__What you are asked to do__
Don't include any picture when you restate the data word for word.

__Source information__
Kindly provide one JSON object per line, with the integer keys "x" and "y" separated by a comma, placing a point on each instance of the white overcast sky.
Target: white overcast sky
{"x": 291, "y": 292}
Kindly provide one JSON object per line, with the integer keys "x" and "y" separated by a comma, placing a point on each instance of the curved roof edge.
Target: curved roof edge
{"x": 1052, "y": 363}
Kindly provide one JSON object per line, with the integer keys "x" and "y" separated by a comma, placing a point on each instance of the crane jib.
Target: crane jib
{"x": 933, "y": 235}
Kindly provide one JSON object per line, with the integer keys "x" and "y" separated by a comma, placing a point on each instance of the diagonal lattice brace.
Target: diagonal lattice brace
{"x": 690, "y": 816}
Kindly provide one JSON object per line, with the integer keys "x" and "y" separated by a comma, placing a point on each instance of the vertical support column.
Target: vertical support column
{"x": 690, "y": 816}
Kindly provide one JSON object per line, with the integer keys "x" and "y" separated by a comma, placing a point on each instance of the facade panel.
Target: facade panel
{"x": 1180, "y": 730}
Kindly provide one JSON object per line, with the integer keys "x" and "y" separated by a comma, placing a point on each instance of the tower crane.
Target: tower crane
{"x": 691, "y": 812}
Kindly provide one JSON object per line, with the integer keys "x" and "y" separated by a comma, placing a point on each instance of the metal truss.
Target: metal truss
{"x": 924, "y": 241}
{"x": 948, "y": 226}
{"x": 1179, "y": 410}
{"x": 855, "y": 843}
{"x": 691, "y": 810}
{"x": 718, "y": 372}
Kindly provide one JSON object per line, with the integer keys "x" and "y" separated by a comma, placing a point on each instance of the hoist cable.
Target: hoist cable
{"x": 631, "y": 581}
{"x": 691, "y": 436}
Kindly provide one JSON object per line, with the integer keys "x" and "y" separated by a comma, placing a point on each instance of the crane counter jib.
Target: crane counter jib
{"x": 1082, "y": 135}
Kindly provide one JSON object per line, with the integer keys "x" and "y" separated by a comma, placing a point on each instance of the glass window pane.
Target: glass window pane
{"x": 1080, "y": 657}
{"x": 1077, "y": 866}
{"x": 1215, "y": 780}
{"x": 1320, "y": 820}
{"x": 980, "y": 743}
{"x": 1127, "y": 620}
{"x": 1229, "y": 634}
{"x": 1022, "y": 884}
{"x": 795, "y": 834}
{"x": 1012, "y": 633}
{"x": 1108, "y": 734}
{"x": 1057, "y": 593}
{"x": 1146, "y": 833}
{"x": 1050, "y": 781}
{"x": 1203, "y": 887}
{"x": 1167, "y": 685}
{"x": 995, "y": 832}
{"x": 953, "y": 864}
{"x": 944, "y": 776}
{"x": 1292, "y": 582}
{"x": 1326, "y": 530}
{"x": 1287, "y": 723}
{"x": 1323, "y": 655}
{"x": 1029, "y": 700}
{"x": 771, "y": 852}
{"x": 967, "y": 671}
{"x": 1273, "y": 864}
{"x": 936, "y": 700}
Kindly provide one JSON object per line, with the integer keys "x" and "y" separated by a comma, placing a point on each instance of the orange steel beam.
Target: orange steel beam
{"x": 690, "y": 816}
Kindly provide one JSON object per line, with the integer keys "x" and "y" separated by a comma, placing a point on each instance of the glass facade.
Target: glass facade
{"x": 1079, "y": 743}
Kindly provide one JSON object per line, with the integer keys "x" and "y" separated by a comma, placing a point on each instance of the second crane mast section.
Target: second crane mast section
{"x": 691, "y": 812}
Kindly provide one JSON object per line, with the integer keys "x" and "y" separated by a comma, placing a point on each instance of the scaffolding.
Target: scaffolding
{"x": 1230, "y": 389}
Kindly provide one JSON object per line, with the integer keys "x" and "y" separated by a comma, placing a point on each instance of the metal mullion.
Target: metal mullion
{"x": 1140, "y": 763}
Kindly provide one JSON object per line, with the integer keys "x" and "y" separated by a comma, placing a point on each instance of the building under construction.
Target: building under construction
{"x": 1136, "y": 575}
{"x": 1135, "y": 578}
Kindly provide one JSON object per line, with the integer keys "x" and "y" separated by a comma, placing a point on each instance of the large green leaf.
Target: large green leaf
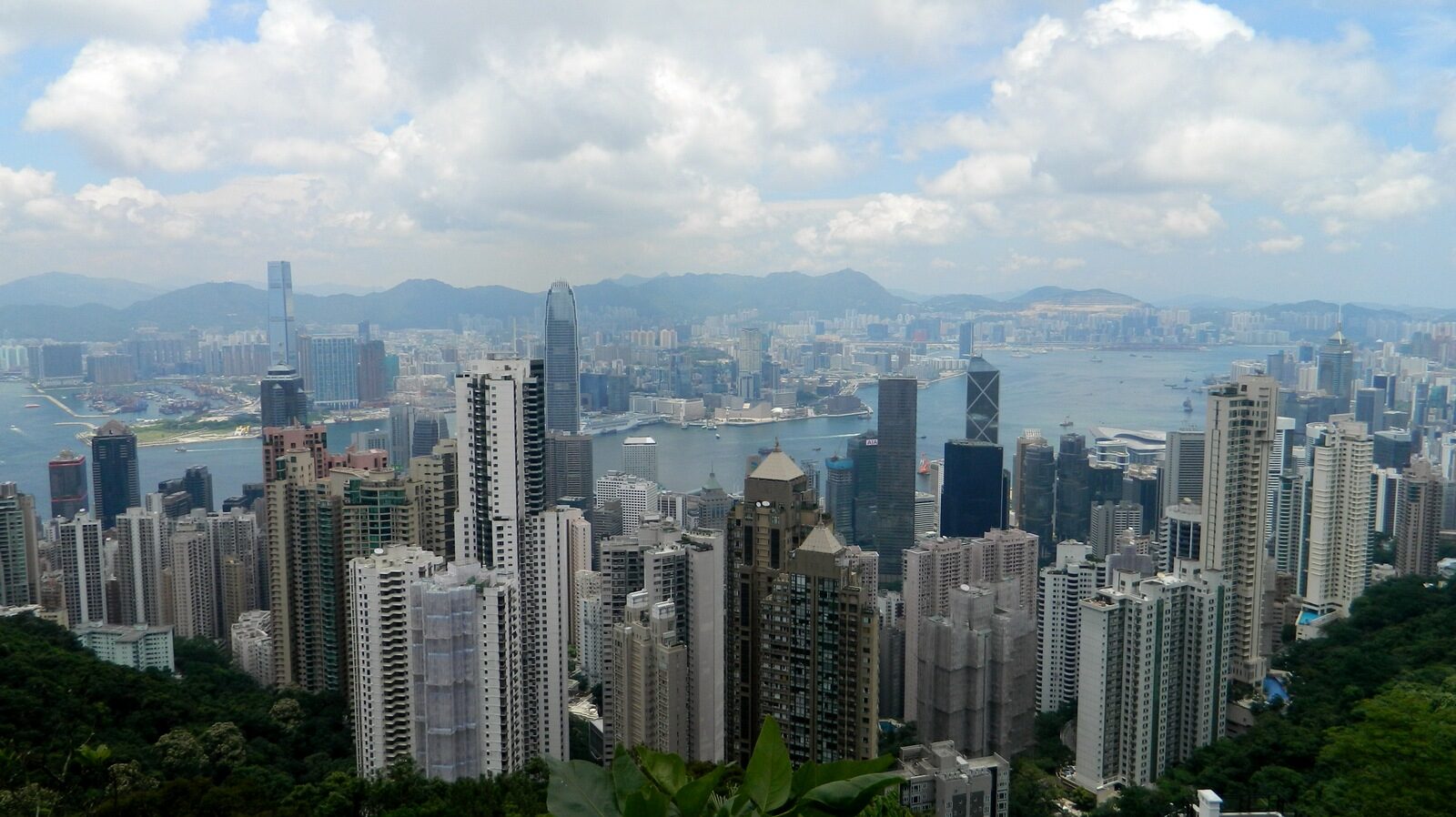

__Answer to the exercise__
Kindly provide one JSON object per line, with the integer keys "x" and "y" separated by a comma, placing a point on each instance of the white overcast sky.
Target: white overcast sky
{"x": 291, "y": 292}
Kindly provide one JSON object per line, with the integer keys "x" and "y" separated by a comma, placing a point on each instance of the curved roof edge.
Target: curved roof edge
{"x": 1052, "y": 363}
Kindly provide one JSON object per line, with the integer keys "x" and "y" separated by a comma, placing a point on each instance of the crane jib.
Target: crane jib
{"x": 933, "y": 235}
Kindly provide one JSON object per line, with the integer keys "x" and "y" separated by a comma, placing a point on each instance of the diagonal lattice brace.
Target: diagonal lattice brace
{"x": 690, "y": 816}
Kindly provide one JSON object per line, with the integer keys "x" and "y" separated by a comma, placing a point on each instance of the vertical support column.
Target: vertical support column
{"x": 690, "y": 816}
Kindly provide one JSON object per line, with the integer keys "x" and "y" separated by a comma, placing a point on each instance of the facade panel.
Target: facade panel
{"x": 1180, "y": 730}
Kindly provide one JSON object per line, with the integer keys "x" and "y" separated by a comma, placing a point on each instance of the tower crane.
Target: tower crane
{"x": 691, "y": 812}
Kindly provide one JSON object per line, with the integer keys "x" and "y" separated by a comma, placing a point on each instance of the metal truss.
Target: metal truss
{"x": 924, "y": 241}
{"x": 948, "y": 226}
{"x": 1179, "y": 410}
{"x": 855, "y": 843}
{"x": 691, "y": 810}
{"x": 718, "y": 372}
Kindly provide one JSON object per line, with the integer keys "x" and "y" separated by a comma, placing a point on each instance of the hoist cable.
Target: hoist cable
{"x": 631, "y": 581}
{"x": 691, "y": 436}
Kindly provide one JSON object per line, with the integer keys "x" and "y" separated by a comma, placing a point on each instance of the crane counter jib.
Target: crane counter jib
{"x": 1082, "y": 135}
Kindly provide one JSON object per line, with the integer keys "x" and "y" separated by a comma, placing a point on each instance of the glass window pane.
Target: glass window pane
{"x": 1080, "y": 657}
{"x": 1077, "y": 866}
{"x": 1215, "y": 780}
{"x": 1320, "y": 820}
{"x": 980, "y": 743}
{"x": 1127, "y": 620}
{"x": 1229, "y": 634}
{"x": 1022, "y": 884}
{"x": 795, "y": 834}
{"x": 1012, "y": 633}
{"x": 1108, "y": 734}
{"x": 1057, "y": 593}
{"x": 1146, "y": 833}
{"x": 1050, "y": 781}
{"x": 1203, "y": 887}
{"x": 1167, "y": 685}
{"x": 995, "y": 832}
{"x": 953, "y": 864}
{"x": 944, "y": 776}
{"x": 1292, "y": 582}
{"x": 1326, "y": 530}
{"x": 1287, "y": 723}
{"x": 1323, "y": 655}
{"x": 1029, "y": 700}
{"x": 771, "y": 852}
{"x": 967, "y": 671}
{"x": 1273, "y": 864}
{"x": 936, "y": 700}
Kindly provide one JSON object per line, with the integer keys "x" and "y" separated by a comma, placing a point on each instance of the orange steel beam.
Target: orange steel beam
{"x": 690, "y": 816}
Kindly provide one JSON object per line, with the integer keys "x" and "y" separated by a comma, placing a point on each instance of the glass facade.
Target: glass facade
{"x": 1079, "y": 743}
Kindly provide one JSON object per line, with the integer keys "x" and "y" separated by a comma, placing a point on each instance of the second crane mast section.
Target: second crane mast section
{"x": 691, "y": 812}
Kindly provide one JSON object per line, with the integer keys "x" and "y" separated by a comma, placing a point on each instance of the scaffolding.
Target: scaffolding
{"x": 1230, "y": 389}
Kindly provide one JSON object per line, with the integer keys "x" and "y" separated by a comma, placing a point on each instance of the metal mullion.
Target: metal mullion
{"x": 1140, "y": 763}
Kindly provide one JSON object per line, with the integer keys "x" and "y" separated by a comma, placing a point on each instance of the building under construction.
Target: building under construction
{"x": 1136, "y": 575}
{"x": 1135, "y": 578}
Kindly provide one JSON object per line, with the integer keys "x" and "y" separated by a comma, placing a point on each instance of the large green leaf.
Target: large green leaf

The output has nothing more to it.